- _Goal_
Copy the rows from the line containing "Where can you see the umbrella" up to and including the line containing "<point>480,283</point>", changing every "thickest part" to "widest part" and leaving everything else the same.

>> Start

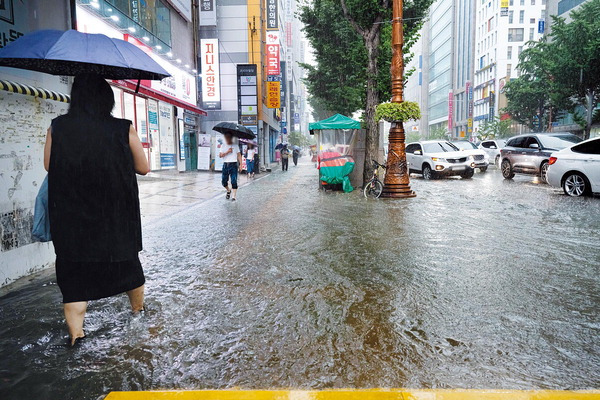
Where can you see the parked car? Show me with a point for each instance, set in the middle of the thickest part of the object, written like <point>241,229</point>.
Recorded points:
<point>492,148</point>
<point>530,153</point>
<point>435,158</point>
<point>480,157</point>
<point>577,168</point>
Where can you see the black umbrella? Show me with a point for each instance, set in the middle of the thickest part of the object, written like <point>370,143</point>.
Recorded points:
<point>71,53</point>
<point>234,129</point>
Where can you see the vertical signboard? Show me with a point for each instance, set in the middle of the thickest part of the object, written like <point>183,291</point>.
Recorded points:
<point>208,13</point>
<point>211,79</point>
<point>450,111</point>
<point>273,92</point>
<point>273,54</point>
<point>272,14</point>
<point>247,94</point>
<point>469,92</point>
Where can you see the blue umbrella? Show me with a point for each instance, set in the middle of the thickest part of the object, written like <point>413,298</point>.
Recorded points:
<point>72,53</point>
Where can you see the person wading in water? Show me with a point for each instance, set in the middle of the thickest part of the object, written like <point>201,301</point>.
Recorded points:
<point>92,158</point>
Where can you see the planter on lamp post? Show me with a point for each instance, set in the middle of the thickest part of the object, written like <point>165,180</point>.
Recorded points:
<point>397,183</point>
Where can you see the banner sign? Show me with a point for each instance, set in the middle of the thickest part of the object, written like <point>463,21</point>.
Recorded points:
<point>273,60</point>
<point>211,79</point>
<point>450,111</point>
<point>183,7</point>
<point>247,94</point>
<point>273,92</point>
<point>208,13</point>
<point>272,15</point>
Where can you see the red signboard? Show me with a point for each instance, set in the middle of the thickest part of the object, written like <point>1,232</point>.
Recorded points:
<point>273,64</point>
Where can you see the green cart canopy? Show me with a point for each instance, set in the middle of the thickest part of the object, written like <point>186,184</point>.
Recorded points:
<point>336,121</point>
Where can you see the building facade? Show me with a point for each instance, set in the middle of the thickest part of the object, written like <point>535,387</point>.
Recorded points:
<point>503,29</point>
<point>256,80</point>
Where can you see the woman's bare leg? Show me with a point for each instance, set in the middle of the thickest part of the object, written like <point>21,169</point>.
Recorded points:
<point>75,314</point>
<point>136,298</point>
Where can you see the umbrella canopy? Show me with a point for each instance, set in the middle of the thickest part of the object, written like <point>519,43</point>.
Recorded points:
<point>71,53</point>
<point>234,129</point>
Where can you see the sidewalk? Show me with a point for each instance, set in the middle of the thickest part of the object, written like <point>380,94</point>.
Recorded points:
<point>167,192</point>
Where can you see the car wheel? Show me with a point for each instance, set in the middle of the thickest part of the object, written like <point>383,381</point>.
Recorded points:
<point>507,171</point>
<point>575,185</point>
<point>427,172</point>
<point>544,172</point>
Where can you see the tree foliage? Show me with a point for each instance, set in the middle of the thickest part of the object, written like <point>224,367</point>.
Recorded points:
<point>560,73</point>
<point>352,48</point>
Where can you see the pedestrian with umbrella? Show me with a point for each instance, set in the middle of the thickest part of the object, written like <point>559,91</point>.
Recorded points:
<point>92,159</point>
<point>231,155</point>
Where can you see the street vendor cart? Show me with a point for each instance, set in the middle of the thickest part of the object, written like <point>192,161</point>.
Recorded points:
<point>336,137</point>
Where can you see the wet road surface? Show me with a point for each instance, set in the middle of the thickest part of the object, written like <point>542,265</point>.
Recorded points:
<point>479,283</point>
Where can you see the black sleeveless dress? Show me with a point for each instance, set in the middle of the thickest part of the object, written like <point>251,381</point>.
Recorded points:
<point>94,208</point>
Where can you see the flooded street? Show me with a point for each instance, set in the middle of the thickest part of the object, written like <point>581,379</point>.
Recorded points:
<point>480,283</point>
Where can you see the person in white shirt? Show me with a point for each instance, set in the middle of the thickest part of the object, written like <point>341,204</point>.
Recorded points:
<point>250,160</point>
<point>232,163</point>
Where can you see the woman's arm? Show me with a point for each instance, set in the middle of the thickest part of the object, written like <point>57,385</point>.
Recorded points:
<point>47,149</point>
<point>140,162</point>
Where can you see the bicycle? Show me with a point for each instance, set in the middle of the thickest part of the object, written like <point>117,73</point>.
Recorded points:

>> End

- _Task response_
Where can you see the umbrella canopy? Show me with a point for each instance, set in the middle of the widest part of the object, written like <point>519,43</point>.
Recorded points:
<point>71,53</point>
<point>234,129</point>
Where can you see the sidewalk? Show me with a point for each instance, set in the middle of the widest part of the object, written like <point>380,94</point>.
Recorded points:
<point>167,192</point>
Where can you see the car wheel? Show me with a point for each instance, set in the middle of the widest part of the object, written like <point>383,381</point>.
Recorded points:
<point>507,171</point>
<point>575,185</point>
<point>427,172</point>
<point>544,172</point>
Where can you see the tree foliage? Show me with a point for each instance, set in the middle of the widest part of the object, written like <point>224,367</point>.
Recorded points:
<point>560,73</point>
<point>352,48</point>
Where can you see the pedestrian with umbrella? Show me with a point for each instance, set in the middle of the widest part of the object, written like <point>559,91</point>.
Recorded points:
<point>92,159</point>
<point>231,155</point>
Where can you see the street vendor cart? Show me with a point for each instance, set in the middle of the widest part of the object, written like <point>192,161</point>.
Recorded points:
<point>336,137</point>
Where can you see the wet road surface? Show me with a point for each instance, set in the middle of the widest part of the object, written like <point>542,265</point>.
Recorded points:
<point>479,283</point>
Where can you see the black sleeveless dress? Show me with a point for each instance, set in the middle of the widest part of the object, written like <point>251,381</point>.
Recorded points:
<point>94,208</point>
Where can you see the flooded street? Show me with a point for each instance, set in the middle of the widest part of the object, written like <point>581,379</point>.
Recorded points:
<point>480,283</point>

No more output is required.